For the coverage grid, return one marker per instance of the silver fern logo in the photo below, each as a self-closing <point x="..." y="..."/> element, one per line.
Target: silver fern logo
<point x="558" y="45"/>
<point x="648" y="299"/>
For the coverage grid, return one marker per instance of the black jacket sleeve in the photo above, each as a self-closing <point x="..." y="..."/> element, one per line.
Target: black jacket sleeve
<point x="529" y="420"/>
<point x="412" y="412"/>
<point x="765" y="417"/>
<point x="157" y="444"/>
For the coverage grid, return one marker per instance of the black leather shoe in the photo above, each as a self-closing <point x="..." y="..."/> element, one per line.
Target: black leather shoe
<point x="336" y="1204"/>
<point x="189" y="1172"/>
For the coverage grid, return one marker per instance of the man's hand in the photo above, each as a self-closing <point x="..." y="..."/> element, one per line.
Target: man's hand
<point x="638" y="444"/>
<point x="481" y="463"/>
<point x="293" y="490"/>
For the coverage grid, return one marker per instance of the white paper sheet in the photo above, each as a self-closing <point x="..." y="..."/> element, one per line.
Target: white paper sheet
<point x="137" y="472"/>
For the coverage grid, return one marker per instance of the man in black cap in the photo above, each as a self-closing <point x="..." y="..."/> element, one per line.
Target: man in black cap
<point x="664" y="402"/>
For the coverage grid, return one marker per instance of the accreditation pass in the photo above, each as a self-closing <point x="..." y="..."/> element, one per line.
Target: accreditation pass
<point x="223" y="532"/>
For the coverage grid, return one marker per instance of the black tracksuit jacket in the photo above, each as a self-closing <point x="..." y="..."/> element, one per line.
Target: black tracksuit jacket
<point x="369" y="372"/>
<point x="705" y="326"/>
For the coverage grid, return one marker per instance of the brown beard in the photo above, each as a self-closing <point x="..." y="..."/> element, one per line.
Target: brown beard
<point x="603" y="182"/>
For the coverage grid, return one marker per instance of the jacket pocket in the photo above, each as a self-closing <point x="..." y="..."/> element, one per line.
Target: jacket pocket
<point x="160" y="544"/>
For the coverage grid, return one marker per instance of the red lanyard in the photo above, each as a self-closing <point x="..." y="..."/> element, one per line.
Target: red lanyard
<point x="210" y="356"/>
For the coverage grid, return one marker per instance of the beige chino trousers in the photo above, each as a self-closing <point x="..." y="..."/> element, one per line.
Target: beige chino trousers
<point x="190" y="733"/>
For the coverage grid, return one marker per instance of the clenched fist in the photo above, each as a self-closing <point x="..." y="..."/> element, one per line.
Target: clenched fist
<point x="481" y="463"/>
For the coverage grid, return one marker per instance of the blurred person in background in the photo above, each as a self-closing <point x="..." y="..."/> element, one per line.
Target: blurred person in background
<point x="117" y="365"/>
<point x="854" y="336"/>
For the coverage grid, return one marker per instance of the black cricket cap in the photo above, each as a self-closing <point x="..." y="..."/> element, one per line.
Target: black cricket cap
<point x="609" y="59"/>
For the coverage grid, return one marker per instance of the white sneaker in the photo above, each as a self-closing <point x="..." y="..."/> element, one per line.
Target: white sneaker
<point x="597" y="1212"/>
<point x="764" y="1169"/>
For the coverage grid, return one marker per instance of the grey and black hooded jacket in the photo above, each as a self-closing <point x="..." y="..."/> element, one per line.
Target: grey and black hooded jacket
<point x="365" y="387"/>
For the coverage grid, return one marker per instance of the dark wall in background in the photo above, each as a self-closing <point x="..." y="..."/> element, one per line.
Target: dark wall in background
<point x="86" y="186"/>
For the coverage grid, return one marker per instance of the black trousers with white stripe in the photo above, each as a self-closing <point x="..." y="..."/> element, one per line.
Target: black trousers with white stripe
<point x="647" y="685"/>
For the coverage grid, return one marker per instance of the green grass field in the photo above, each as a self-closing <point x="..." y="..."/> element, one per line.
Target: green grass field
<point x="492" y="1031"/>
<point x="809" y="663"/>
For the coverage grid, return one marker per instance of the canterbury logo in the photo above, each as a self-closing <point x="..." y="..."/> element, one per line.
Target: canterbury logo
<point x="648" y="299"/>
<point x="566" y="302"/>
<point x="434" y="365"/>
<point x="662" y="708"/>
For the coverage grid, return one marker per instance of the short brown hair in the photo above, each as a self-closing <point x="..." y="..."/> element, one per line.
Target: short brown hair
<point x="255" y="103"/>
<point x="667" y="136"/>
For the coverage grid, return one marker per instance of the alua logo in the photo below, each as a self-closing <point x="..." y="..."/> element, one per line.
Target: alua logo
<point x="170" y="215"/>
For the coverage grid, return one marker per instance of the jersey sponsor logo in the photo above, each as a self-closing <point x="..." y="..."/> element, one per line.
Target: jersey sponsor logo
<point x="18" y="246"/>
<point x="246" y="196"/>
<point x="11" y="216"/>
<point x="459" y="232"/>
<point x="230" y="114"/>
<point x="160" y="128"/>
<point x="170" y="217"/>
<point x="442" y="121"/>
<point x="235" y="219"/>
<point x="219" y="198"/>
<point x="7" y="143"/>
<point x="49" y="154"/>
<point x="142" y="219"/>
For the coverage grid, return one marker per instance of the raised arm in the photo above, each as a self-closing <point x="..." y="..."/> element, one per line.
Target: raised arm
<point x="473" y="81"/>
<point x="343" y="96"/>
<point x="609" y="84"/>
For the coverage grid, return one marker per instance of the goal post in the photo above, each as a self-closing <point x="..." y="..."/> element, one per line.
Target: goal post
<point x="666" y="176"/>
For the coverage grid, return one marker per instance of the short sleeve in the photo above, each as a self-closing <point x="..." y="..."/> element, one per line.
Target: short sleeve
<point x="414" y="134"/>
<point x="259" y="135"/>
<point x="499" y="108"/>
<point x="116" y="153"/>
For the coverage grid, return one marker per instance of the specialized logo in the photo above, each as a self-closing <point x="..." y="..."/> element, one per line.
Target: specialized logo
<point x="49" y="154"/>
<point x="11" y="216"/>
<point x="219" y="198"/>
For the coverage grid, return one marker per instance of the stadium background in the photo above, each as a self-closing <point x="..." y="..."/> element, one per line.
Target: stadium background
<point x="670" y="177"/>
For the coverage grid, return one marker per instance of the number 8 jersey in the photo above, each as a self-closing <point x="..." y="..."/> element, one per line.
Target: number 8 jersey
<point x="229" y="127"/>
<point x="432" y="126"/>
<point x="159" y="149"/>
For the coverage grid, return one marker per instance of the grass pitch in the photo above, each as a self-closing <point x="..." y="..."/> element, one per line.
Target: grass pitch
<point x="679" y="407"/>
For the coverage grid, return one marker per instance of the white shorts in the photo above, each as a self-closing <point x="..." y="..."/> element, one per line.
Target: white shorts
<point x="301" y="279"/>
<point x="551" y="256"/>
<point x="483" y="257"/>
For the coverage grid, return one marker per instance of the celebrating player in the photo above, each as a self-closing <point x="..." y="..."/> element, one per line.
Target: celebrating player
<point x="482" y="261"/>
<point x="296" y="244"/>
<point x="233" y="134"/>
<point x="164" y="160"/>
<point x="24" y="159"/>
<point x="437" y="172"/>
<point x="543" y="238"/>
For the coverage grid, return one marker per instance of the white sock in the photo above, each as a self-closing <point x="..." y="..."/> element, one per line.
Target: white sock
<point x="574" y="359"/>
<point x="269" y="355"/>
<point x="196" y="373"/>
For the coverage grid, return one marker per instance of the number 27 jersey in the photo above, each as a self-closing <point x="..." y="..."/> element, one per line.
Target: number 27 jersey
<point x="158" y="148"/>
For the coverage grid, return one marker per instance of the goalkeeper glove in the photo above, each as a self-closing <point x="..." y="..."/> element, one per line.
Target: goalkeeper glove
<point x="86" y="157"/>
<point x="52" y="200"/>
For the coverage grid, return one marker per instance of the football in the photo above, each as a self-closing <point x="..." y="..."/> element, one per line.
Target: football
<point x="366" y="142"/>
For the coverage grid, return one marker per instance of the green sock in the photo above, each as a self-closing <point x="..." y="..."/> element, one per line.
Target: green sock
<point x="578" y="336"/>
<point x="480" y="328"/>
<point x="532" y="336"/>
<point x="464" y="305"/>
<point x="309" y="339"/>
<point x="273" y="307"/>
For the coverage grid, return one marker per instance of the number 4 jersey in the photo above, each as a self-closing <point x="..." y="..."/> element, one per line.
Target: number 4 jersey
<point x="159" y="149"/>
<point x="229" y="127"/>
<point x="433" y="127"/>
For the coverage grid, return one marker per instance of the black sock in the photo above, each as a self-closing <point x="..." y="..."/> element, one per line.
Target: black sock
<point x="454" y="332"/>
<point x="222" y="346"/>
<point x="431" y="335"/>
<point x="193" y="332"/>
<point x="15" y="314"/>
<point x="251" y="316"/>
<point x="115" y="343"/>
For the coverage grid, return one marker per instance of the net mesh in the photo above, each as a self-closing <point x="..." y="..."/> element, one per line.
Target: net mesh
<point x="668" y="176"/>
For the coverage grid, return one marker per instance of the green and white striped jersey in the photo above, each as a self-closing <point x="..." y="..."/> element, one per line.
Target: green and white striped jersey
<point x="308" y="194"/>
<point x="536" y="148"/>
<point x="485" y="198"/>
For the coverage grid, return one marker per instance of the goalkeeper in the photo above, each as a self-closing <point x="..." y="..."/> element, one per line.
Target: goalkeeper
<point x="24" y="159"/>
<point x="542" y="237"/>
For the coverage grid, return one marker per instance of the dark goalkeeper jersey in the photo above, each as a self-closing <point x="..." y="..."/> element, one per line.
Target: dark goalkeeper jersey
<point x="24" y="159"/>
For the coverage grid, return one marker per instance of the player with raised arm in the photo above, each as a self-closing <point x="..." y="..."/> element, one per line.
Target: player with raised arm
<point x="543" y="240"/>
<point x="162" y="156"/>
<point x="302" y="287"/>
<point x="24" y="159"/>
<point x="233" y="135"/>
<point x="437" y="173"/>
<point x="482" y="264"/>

┄┄┄┄┄┄

Assigned task:
An exact copy of the data is needed, running from its first line through the line that holds "the black tracksuit", and nothing beyond that.

Response area:
For the coverage grid, return one marker per instance of the silver fern logo in the photo below, each as a self-closing <point x="..." y="..."/> element, one per line.
Target: silver fern logo
<point x="558" y="45"/>
<point x="648" y="299"/>
For the coverage grid, return one marker per instance of the black jacket sleeve in the photo above, each as a self-closing <point x="..." y="..."/> element, one per line.
Target: black jacket sleeve
<point x="529" y="420"/>
<point x="412" y="412"/>
<point x="765" y="417"/>
<point x="157" y="444"/>
For the coverage grid, return one marker per instance of the black leather shoe in the photo above, each as a self-closing <point x="..." y="..."/> element, one per line.
Target: black leather shoe
<point x="336" y="1204"/>
<point x="189" y="1172"/>
For the coverage grid, return one marker per instance of the man's hand in the photo above, each as a self-closing <point x="..." y="..."/> element, one per line.
Target: man's hand
<point x="638" y="444"/>
<point x="481" y="463"/>
<point x="293" y="490"/>
For the coverage grid, return one marker per instance of the white paper sheet in the photo above, each as a self-closing <point x="..." y="..."/> element, one per line.
Target: white paper sheet
<point x="137" y="472"/>
For the coverage grid, return one marker per instance of the man in black cap in the photo above, each as a self-closing <point x="..." y="..."/> element, one per line.
Target: man in black cap
<point x="664" y="402"/>
For the coverage grid, return one marker per instance of the accreditation pass in the photo above, each as a self-closing <point x="..." y="..."/> element, one per line.
Target: accreditation pass
<point x="223" y="532"/>
For the coverage grid, return one marker per instance of the black tracksuit jacket in the photo above, each as a self-closing <point x="..." y="..."/> element, one per line.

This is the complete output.